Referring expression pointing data
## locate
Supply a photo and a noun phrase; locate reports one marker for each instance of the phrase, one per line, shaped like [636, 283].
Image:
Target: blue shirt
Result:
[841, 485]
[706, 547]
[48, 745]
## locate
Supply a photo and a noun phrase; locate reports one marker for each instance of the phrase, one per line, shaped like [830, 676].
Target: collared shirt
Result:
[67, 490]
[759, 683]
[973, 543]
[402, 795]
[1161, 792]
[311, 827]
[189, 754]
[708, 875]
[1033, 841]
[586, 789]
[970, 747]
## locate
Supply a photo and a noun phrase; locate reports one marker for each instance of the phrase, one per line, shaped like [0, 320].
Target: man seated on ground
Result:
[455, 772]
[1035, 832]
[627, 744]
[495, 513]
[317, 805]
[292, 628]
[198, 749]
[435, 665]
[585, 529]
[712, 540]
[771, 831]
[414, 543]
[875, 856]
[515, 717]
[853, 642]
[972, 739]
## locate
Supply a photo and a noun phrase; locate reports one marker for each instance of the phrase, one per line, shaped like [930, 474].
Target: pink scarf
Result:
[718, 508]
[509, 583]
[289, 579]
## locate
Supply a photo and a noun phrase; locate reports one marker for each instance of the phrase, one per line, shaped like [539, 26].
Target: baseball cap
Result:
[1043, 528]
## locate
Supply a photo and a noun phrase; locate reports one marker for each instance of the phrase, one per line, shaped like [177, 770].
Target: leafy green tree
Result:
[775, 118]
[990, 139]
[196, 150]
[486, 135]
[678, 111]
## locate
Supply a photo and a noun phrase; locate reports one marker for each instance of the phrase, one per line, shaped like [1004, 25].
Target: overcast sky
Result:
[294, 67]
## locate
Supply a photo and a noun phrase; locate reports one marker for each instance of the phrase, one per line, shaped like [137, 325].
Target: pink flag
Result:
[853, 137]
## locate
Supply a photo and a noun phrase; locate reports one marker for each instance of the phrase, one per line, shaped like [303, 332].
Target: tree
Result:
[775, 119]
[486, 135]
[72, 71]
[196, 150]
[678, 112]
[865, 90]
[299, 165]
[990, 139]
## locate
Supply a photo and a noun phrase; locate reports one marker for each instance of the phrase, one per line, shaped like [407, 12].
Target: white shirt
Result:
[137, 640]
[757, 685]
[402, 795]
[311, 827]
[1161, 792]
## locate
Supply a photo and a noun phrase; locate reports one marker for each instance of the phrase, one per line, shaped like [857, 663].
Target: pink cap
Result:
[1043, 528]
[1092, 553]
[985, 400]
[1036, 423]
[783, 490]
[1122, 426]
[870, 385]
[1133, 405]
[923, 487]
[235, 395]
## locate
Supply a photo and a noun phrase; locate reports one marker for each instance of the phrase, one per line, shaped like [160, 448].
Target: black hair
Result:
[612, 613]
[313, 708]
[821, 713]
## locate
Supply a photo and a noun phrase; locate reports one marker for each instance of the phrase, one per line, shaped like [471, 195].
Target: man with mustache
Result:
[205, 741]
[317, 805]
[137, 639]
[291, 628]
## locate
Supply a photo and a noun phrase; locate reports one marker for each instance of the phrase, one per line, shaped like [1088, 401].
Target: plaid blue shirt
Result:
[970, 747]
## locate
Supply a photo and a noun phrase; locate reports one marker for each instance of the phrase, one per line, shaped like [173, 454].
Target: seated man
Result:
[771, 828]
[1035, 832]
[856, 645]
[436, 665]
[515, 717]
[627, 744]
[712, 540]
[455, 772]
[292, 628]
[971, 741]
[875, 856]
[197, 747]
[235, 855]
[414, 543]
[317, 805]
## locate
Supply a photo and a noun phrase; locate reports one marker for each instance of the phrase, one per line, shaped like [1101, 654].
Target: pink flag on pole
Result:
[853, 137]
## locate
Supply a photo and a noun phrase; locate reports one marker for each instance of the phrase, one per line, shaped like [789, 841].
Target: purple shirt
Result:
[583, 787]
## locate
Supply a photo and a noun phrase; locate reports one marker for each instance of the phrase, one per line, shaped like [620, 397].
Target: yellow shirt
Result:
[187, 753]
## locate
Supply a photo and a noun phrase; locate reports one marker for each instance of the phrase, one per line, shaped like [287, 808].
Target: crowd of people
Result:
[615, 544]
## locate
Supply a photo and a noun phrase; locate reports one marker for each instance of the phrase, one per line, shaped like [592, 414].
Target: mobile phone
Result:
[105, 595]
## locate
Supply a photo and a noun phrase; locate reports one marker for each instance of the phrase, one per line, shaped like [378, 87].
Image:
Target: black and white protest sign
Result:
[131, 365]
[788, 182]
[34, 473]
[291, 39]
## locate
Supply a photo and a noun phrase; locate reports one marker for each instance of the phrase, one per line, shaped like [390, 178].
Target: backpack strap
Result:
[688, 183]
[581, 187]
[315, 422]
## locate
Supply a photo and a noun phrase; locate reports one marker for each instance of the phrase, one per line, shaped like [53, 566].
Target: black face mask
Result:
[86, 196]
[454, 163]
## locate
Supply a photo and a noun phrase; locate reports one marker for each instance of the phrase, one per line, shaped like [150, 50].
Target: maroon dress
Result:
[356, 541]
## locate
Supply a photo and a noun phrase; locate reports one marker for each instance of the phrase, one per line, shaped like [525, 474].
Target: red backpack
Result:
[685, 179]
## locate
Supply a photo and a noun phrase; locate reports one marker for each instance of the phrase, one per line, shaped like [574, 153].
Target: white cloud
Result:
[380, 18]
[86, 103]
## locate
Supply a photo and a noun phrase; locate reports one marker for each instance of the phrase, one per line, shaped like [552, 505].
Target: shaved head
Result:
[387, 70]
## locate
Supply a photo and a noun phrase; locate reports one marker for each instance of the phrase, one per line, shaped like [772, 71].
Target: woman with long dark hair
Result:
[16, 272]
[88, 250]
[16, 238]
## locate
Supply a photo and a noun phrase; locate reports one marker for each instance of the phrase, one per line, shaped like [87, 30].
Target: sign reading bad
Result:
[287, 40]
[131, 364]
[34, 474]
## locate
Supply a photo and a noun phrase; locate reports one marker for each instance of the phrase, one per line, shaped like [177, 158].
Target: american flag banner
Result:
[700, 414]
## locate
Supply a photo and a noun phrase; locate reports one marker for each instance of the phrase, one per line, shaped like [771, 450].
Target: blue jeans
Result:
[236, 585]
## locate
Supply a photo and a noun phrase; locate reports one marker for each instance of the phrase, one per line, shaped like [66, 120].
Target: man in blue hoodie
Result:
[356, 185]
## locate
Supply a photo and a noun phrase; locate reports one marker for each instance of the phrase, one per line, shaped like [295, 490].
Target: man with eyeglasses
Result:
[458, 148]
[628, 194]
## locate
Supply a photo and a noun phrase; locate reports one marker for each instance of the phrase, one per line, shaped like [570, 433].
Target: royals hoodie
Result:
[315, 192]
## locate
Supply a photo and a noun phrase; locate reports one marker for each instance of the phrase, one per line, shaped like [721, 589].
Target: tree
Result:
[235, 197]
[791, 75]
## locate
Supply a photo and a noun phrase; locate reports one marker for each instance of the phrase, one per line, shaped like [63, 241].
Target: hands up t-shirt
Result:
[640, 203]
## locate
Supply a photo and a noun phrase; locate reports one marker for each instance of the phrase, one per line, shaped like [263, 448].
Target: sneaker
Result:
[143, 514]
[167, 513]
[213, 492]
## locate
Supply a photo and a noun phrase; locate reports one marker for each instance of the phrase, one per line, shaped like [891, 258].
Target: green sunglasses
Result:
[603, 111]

▶ **Instructions to follow**
Please print the data above exactly as it appears.

▶ **Completed task**
## locate
Supply a photo and a noun phrase; locate reports one marker for each instance of the phrase, one per line, shaped like [636, 283].
Image:
Target: blue shirt
Result:
[841, 485]
[706, 547]
[48, 745]
## locate
Supply a photo and a noun phrase; locate reports one marker for each instance of the phrase, one per line, shaped like [830, 676].
Target: collared shirt
Result:
[67, 490]
[759, 683]
[973, 543]
[402, 795]
[1161, 792]
[311, 827]
[189, 754]
[708, 875]
[1033, 841]
[586, 789]
[970, 747]
## locate
Supply a photo and a noun phrase; locate reports one marker for each instance of the phrase, one per line, shaped like [0, 320].
Target: man seated on ground
Result:
[455, 772]
[1035, 832]
[627, 744]
[495, 513]
[317, 805]
[292, 628]
[198, 749]
[435, 665]
[585, 529]
[712, 540]
[771, 831]
[414, 543]
[875, 856]
[515, 717]
[853, 642]
[972, 739]
## locate
Supply a photo and a noun phrase; locate reports one marker for each instance of the phrase, one per line, shaped like [930, 474].
Target: pink scarf
Result:
[718, 508]
[509, 583]
[289, 579]
## locate
Supply a photo and a noun phrase; locate reports one marker for each instance of the phrase, one per line, shaped like [539, 26].
Target: baseball cap
Result:
[1043, 528]
## locate
Supply a photo and a noun phrase; locate reports one marker for each instance of the phrase, one per line, shaped like [177, 770].
Target: leafy green tree
Result:
[775, 118]
[990, 139]
[196, 150]
[486, 135]
[678, 111]
## locate
Supply a photo and a noun phrase; locate reports one marker for each instance of the phrase, one per line, shaped like [1004, 25].
Target: overcast sky
Result:
[294, 67]
## locate
Supply a photo and a noun phrase; locate reports one marker for each instance of the phrase, one per line, shaped like [137, 325].
Target: pink flag
Result:
[853, 137]
## locate
Supply a photo and a noun phrase; locate reports one marker for each instance of the phrase, one per line, shaped like [303, 332].
Target: tree
Result:
[775, 119]
[486, 135]
[72, 71]
[196, 150]
[678, 112]
[865, 90]
[299, 165]
[990, 139]
## locate
Supply a photo and a noun phrase; locate reports one marker for each instance of the phrase, one per line, shaped like [407, 12].
Target: white shirt
Result:
[137, 640]
[757, 685]
[402, 795]
[311, 827]
[1161, 792]
## locate
Supply a photo and a noun phrase; locate reports one marker for each instance of the phrase, one per line, shaped like [857, 663].
Target: pink cap
Result:
[1043, 528]
[1092, 553]
[985, 400]
[1036, 423]
[783, 490]
[1122, 426]
[870, 385]
[1133, 405]
[923, 487]
[235, 395]
## locate
Supply a photo and a noun phrase; locate reports one marker for each instance of the phrase, one per line, shaped like [160, 448].
Target: black hair
Result:
[612, 613]
[313, 708]
[821, 713]
## locate
Supply a photo and a noun phrase; locate reports one marker for each instance of the phrase, one per line, shaped like [471, 195].
Target: man with mustache
Result:
[205, 741]
[317, 805]
[137, 639]
[291, 628]
## locate
Supply a photo and a noun phrase; locate reports one marker for each instance of the phrase, one per line, shaped like [1088, 401].
Target: plaid blue shirt
Result:
[970, 747]
## locate
Supply a photo and a noun phrase; locate reports one marker for each instance of the phrase, one per line, shaped like [173, 454].
Target: seated man
Result:
[771, 828]
[1035, 832]
[856, 645]
[436, 665]
[515, 717]
[627, 744]
[712, 540]
[455, 772]
[292, 628]
[971, 741]
[875, 856]
[197, 747]
[235, 855]
[414, 543]
[317, 805]
## locate
Supply a photo and a noun phrase; locate reports one marker for each instance of the phrase, one per line, shaped like [1101, 654].
Target: pink flag on pole
Result:
[853, 137]
## locate
Supply a photo and a noun phrase; locate reports one marker for each instance of the phrase, one per line, shaped like [789, 841].
Target: purple shirt
Result:
[583, 787]
## locate
Supply a photo and a noun phrase; locate reports one marker for each instance of the phrase, one per line, shaped like [620, 397].
Target: yellow shirt
Result:
[187, 753]
## locate
Supply a photo and a noun phrase; locate reports one marker for each instance of the phrase, one per line, shaped like [287, 808].
Target: crowd of people
Result:
[615, 544]
## locate
Supply a photo and a noun phrase; locate reports one marker for each instance of the phrase, one per line, shaped like [592, 414].
Target: mobile phone
Result:
[105, 595]
## locate
Supply a photo and a noun phrase; locate reports one marker for each instance of the phrase, one per line, shaped like [378, 87].
Image:
Target: black and white protest sign
Result:
[131, 365]
[788, 182]
[34, 473]
[291, 39]
## locate
Supply a photo and a noun phrase; locate reports one marker for each instance of the phrase, one per line, shaped like [390, 178].
Target: backpack strap
Result:
[688, 183]
[581, 187]
[315, 422]
## locate
Supply a photo and a noun phrase; locate reports one marker for each instance of the phrase, one per line, shaped like [53, 566].
Target: black face mask
Result:
[86, 196]
[454, 163]
## locate
Supply a photo and a noun phrase; locate reports one marker for each instance of the phrase, one per line, shaped like [150, 50].
Target: maroon dress
Result:
[356, 541]
## locate
Supply a photo and a noun phrase; locate reports one marker for each instance of the phrase, one per line, shaped like [525, 474].
Target: red backpack
Result:
[685, 179]
## locate
Supply a photo and a noun phrase; locate reports one marker for each instance of the phrase, one per line, shaped like [574, 153].
Target: white cloud
Result:
[380, 18]
[86, 103]
## locate
Supply a photo and a noun phrase; locate reports one marker for each instance of the phrase, one per line, shaped like [552, 505].
Target: shaved head
Result:
[387, 70]
## locate
Supply a photo and a noun phrase; locate reports one marker for each instance of the phrase, one per line, shaped like [772, 71].
Target: woman with long dark hair
Result:
[16, 272]
[88, 250]
[16, 238]
## locate
Supply a photo and a noun phrase; locate reports one marker for each instance of the phrase, one per line, shaped like [87, 30].
Target: sign reading bad
Result:
[287, 40]
[131, 364]
[34, 474]
## locate
Supply a photo and a noun phrase; locate reports one marker for each instance of the phrase, one per line, shaped like [177, 158].
Target: american flag banner
Result:
[700, 414]
## locate
Supply a photo and a noun phrase; locate reports one marker for each instance of the phrase, one per line, shaped like [771, 450].
Target: blue jeans
Result:
[236, 585]
## locate
Supply a photo and a noun phrase; locate reports one marker for each instance of the phrase, one per line, shaped like [66, 120].
Target: man in blue hoodie
Result:
[356, 185]
## locate
Supply a photo and a noun phrase; locate reports one marker for each instance of the phrase, one per line, shaped like [295, 490].
Target: man with eyeglasses
Result:
[458, 148]
[628, 194]
## locate
Supply a photo and a noun phrase; locate reports one marker for each instance of the phrase, one per line, shaped like [570, 433].
Target: royals hoodie
Result:
[315, 192]
## locate
Supply a photo and a noun phrase; locate reports one marker for each instance of the phrase, one per line, shaped like [721, 589].
Target: tree
Result:
[235, 197]
[791, 75]
## locate
Supply a photo and a noun phrase; locate reports one marker for each instance of the phrase, one per line, shaped like [63, 241].
Target: hands up t-shirt
Result:
[640, 203]
## locate
Supply a photo and a noun phrase; locate reports one marker for each instance of the phrase, one per line, shaped like [263, 448].
Target: sneaker
Result:
[143, 514]
[167, 513]
[213, 492]
## locate
Supply a photo and a noun phrase; locate reports one marker for each instance of the phrase, one per line, shaped like [891, 258].
Target: green sunglasses
Result:
[603, 111]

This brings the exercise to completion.